• [AIM OF THE EXERCISE]:
The records below must be transcribed exactly, with each picture left out.

Dataset excerpts:
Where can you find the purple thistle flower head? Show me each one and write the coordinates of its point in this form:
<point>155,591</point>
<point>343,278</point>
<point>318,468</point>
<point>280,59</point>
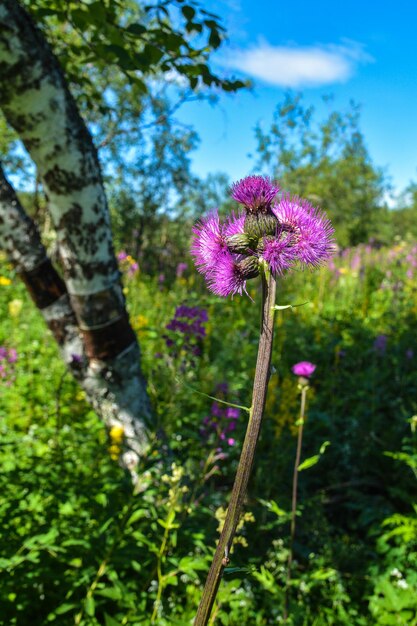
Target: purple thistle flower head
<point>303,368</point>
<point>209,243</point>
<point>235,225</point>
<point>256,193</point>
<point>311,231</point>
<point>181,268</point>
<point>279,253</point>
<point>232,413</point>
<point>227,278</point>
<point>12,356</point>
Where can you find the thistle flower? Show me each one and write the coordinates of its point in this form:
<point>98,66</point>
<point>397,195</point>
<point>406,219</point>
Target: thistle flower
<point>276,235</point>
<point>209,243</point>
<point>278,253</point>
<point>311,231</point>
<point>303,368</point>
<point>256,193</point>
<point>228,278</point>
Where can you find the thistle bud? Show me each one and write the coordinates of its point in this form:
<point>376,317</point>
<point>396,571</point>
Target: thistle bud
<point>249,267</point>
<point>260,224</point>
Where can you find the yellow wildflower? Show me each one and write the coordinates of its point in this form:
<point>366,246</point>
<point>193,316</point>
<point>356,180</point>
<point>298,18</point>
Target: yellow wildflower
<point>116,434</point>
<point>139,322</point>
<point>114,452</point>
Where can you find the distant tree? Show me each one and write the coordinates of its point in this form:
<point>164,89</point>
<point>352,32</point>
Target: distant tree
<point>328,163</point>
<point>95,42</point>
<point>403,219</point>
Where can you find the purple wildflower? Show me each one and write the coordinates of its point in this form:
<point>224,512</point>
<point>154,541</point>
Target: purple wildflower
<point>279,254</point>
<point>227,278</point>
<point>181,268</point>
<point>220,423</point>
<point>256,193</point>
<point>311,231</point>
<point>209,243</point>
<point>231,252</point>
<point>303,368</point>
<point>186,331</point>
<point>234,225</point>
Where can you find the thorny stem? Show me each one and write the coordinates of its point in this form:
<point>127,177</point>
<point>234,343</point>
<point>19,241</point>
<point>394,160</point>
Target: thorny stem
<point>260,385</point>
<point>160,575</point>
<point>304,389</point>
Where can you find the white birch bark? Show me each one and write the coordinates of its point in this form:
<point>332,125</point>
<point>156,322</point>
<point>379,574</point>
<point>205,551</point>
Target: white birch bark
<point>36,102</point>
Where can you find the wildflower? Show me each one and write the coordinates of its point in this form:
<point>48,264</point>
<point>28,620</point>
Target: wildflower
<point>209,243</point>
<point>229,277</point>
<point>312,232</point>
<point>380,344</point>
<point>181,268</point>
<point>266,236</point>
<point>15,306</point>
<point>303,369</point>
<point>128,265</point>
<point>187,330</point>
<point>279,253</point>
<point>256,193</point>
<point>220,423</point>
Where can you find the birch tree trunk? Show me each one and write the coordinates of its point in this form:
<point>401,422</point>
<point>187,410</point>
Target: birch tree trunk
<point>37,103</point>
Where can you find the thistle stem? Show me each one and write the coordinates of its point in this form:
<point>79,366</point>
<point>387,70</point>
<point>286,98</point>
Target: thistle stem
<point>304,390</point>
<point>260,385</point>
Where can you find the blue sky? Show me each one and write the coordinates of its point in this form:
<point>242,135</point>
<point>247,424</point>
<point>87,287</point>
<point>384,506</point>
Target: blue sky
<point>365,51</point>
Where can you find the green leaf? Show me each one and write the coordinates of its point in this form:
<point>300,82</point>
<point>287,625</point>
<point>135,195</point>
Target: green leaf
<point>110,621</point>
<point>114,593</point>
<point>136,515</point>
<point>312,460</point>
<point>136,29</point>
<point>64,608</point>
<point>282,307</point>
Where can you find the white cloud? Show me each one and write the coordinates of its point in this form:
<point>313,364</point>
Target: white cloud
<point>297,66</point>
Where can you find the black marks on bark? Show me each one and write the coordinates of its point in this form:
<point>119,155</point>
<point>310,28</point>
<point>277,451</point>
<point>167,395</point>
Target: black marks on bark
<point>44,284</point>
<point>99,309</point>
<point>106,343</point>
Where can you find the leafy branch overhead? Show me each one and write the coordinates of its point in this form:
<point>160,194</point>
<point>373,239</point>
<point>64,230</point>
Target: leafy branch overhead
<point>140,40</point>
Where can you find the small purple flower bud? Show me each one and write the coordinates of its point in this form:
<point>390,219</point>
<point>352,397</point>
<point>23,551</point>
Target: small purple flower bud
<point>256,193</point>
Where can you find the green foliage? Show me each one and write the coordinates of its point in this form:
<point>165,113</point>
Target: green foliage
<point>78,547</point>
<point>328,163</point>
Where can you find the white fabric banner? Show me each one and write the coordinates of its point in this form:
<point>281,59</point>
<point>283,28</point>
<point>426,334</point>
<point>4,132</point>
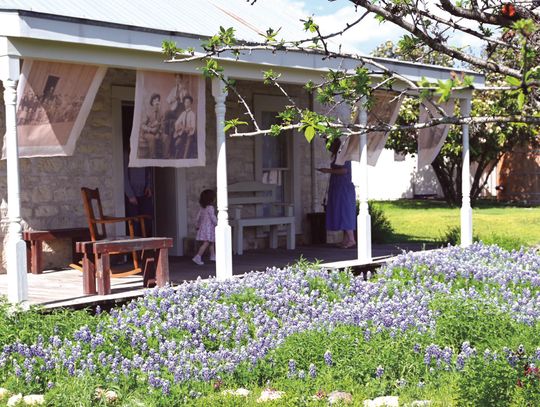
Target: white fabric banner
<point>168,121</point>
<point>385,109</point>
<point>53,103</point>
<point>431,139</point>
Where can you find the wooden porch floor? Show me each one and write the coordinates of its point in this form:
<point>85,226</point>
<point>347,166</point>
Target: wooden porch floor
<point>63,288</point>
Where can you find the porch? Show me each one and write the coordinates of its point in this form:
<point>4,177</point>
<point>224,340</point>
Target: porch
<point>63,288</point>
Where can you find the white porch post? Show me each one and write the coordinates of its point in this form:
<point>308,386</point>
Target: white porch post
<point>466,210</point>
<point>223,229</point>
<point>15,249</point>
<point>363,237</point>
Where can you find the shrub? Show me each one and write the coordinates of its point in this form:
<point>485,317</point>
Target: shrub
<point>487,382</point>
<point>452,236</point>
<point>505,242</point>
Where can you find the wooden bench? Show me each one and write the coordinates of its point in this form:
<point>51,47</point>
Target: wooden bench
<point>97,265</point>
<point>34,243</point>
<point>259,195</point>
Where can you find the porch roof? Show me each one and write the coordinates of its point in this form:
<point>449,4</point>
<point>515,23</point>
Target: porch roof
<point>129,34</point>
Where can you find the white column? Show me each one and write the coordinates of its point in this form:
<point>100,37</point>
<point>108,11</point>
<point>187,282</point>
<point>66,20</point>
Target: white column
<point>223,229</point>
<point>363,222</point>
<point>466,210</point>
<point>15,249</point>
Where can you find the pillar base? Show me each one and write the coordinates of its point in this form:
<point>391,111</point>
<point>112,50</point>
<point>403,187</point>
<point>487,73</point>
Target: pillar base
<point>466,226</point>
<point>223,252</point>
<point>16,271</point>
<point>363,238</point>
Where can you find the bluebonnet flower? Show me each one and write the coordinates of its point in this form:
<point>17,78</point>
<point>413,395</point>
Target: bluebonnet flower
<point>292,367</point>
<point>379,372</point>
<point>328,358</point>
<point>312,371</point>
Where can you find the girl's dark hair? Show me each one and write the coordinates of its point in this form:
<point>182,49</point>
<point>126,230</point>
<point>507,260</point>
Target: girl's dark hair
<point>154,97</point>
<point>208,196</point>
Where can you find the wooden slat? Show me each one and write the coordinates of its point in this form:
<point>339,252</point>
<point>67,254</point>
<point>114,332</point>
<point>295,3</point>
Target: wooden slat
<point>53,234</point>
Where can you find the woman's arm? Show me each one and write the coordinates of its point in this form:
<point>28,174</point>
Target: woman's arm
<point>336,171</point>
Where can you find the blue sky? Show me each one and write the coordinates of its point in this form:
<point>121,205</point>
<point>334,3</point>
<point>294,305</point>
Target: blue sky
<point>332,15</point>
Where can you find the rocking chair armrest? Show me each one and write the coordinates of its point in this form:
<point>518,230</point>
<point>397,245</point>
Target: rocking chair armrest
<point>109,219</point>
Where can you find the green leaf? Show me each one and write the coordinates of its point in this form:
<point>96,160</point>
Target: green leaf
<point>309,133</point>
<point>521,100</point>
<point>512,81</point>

• [REPLY]:
Where can you find the purple thistle flower head? Show me each one and write the coordinates of its point in this form:
<point>155,591</point>
<point>343,278</point>
<point>318,468</point>
<point>280,59</point>
Target: purple thistle flower head
<point>303,368</point>
<point>209,243</point>
<point>235,225</point>
<point>256,193</point>
<point>311,231</point>
<point>181,268</point>
<point>279,253</point>
<point>232,413</point>
<point>227,278</point>
<point>12,356</point>
Where can you find the thistle flower? Show me each one and write the coordinates of its point in this form:
<point>98,66</point>
<point>397,195</point>
<point>406,219</point>
Target: thistle flower
<point>276,235</point>
<point>209,243</point>
<point>278,253</point>
<point>311,231</point>
<point>303,368</point>
<point>256,193</point>
<point>228,278</point>
Where can you find the thistle bud? Show me each one and write the coordinates of its point in this form:
<point>376,317</point>
<point>396,571</point>
Target: thistle bud
<point>249,267</point>
<point>260,224</point>
Where can you find the yellow wildflower? Show me each one and write the coordinates of its point in this form:
<point>366,246</point>
<point>193,316</point>
<point>356,180</point>
<point>298,18</point>
Target: yellow wildflower
<point>116,434</point>
<point>139,322</point>
<point>114,452</point>
Where can you find the distant tree? Show me each one and write the coordinates of its point in this form:
<point>164,89</point>
<point>352,32</point>
Target: distant tree
<point>328,163</point>
<point>95,42</point>
<point>403,219</point>
Where can you find the purple wildflower? Show me each one and write the coordinates of its point in this form:
<point>224,512</point>
<point>154,541</point>
Target: purple wildflower
<point>279,254</point>
<point>227,278</point>
<point>181,268</point>
<point>220,423</point>
<point>256,193</point>
<point>311,231</point>
<point>209,243</point>
<point>231,252</point>
<point>303,368</point>
<point>186,331</point>
<point>234,225</point>
Where can you find the thorny stem? Show me each one and write the coordinates of its point in this form:
<point>127,177</point>
<point>234,343</point>
<point>19,241</point>
<point>394,160</point>
Target: thorny stem
<point>260,385</point>
<point>160,575</point>
<point>304,389</point>
Where can you find the white birch bark? Show me each one and write the coordinates of its point in this form:
<point>332,125</point>
<point>156,322</point>
<point>379,574</point>
<point>205,551</point>
Target: white birch bark
<point>36,102</point>
Where can you find the wildflower? Show me each one and write the coordinates of its point in this form:
<point>48,264</point>
<point>28,620</point>
Target: wildflower
<point>209,243</point>
<point>229,277</point>
<point>312,232</point>
<point>380,344</point>
<point>181,268</point>
<point>266,236</point>
<point>15,306</point>
<point>303,369</point>
<point>128,265</point>
<point>187,330</point>
<point>279,253</point>
<point>256,193</point>
<point>220,423</point>
Where can you find the birch tree trunk? Show me each one and write the coordinates of its point in this form:
<point>401,422</point>
<point>187,410</point>
Target: birch tree trunk
<point>37,103</point>
Where can you find the thistle stem? Show me each one and write the coordinates of its point in this form:
<point>79,366</point>
<point>387,70</point>
<point>286,98</point>
Target: thistle stem
<point>304,390</point>
<point>260,385</point>
Where can you find the blue sky? Show me each one and write the coordinates of its point in this form:
<point>242,135</point>
<point>247,424</point>
<point>87,287</point>
<point>384,506</point>
Target: blue sky
<point>365,51</point>
Where can you find the green leaf? Show me each one and write the coordinates of its point in this form:
<point>300,82</point>
<point>287,625</point>
<point>135,195</point>
Target: green leaf
<point>110,621</point>
<point>114,593</point>
<point>136,515</point>
<point>312,460</point>
<point>136,29</point>
<point>64,608</point>
<point>282,307</point>
Where can you find the white cloud? Show me each one and write the coordinates of its point in this form:
<point>313,364</point>
Target: white cloud
<point>297,66</point>
Where can you find the black marks on bark? Show me each one and write the coordinates of its point in this form:
<point>119,155</point>
<point>310,28</point>
<point>277,451</point>
<point>167,395</point>
Target: black marks on bark
<point>44,284</point>
<point>99,309</point>
<point>106,343</point>
Where can you find the leafy branch overhead? Show me each one and write the coordinates of its point in this form:
<point>160,194</point>
<point>373,239</point>
<point>64,230</point>
Target: leafy branch overhead
<point>140,40</point>
Where can you find the small purple flower bud? Show me each one and write the coordinates of its point in this form:
<point>390,219</point>
<point>352,397</point>
<point>23,551</point>
Target: small purple flower bud
<point>256,193</point>
Where can you find the green foliage? Show me each one and write the coordinates of its point in this form:
<point>165,113</point>
Target: green foliage
<point>78,547</point>
<point>328,163</point>
Where can you find the white fabric banner? Show me each one and write the coordinates of its point in this form:
<point>281,59</point>
<point>283,28</point>
<point>426,334</point>
<point>4,132</point>
Target: white fabric banner
<point>168,121</point>
<point>385,109</point>
<point>53,103</point>
<point>431,139</point>
Where can you find the wooden porch floor? Show me each one and write the coordinates of its point in this form:
<point>85,226</point>
<point>347,166</point>
Target: wooden porch floor
<point>63,288</point>
Where can you find the porch? Show me each one and write the coordinates of its point in this form:
<point>4,177</point>
<point>224,340</point>
Target: porch
<point>63,288</point>
Where can you find the white porch post? Show me each one and write the coordinates of its point in this form:
<point>308,386</point>
Target: white porch post
<point>466,210</point>
<point>223,229</point>
<point>15,249</point>
<point>363,237</point>
Where can you find the shrub? Show me each one and write the coordinates of its point in this form:
<point>485,317</point>
Target: shrub
<point>487,382</point>
<point>452,236</point>
<point>505,242</point>
Where can you find the wooden bench? Show me each one and write the coordinates of its point in this form:
<point>51,47</point>
Target: wooden bench
<point>97,265</point>
<point>34,243</point>
<point>259,195</point>
Where can you find the porch roof? Show me each one and write the coordinates of its point in this form:
<point>449,4</point>
<point>515,23</point>
Target: porch roof
<point>129,34</point>
Where can you find the white column? Show me each one and write the coordinates of its point in this form:
<point>100,37</point>
<point>108,11</point>
<point>187,282</point>
<point>66,20</point>
Target: white column
<point>223,229</point>
<point>363,222</point>
<point>466,210</point>
<point>15,249</point>
Where can you find the pillar base? Show me each one and write the coordinates of its point in this form:
<point>391,111</point>
<point>112,50</point>
<point>403,187</point>
<point>487,73</point>
Target: pillar base
<point>466,226</point>
<point>223,252</point>
<point>16,271</point>
<point>363,238</point>
Where can you find the bluebonnet flower? Show me each one and write the coordinates of its point in this form:
<point>17,78</point>
<point>413,395</point>
Target: bluebonnet flower
<point>292,367</point>
<point>379,372</point>
<point>328,358</point>
<point>312,371</point>
Where can you find the girl's dark hair? Show me each one and write the coordinates of its point in this form:
<point>182,49</point>
<point>126,230</point>
<point>507,260</point>
Target: girl's dark hair
<point>154,97</point>
<point>208,196</point>
Where can you find the wooden slat? Show me each one and write the coordinates of its point in this form:
<point>339,252</point>
<point>67,254</point>
<point>114,332</point>
<point>295,3</point>
Target: wooden slat
<point>53,234</point>
Where can you find the woman's arm? Show me each one and write the coordinates of its point in this form:
<point>28,174</point>
Target: woman's arm
<point>336,171</point>
Where can you find the blue sky? Show me each one and write the coordinates of its point in this form:
<point>121,205</point>
<point>334,3</point>
<point>294,305</point>
Target: blue sky
<point>332,15</point>
Where can you find the rocking chair armrest? Show me each one and write the coordinates of its point in this form:
<point>518,230</point>
<point>397,245</point>
Target: rocking chair armrest
<point>109,219</point>
Where can you find the green leaf? Show me each one and write the coordinates of its point in this form:
<point>96,160</point>
Target: green leaf
<point>309,133</point>
<point>521,100</point>
<point>512,81</point>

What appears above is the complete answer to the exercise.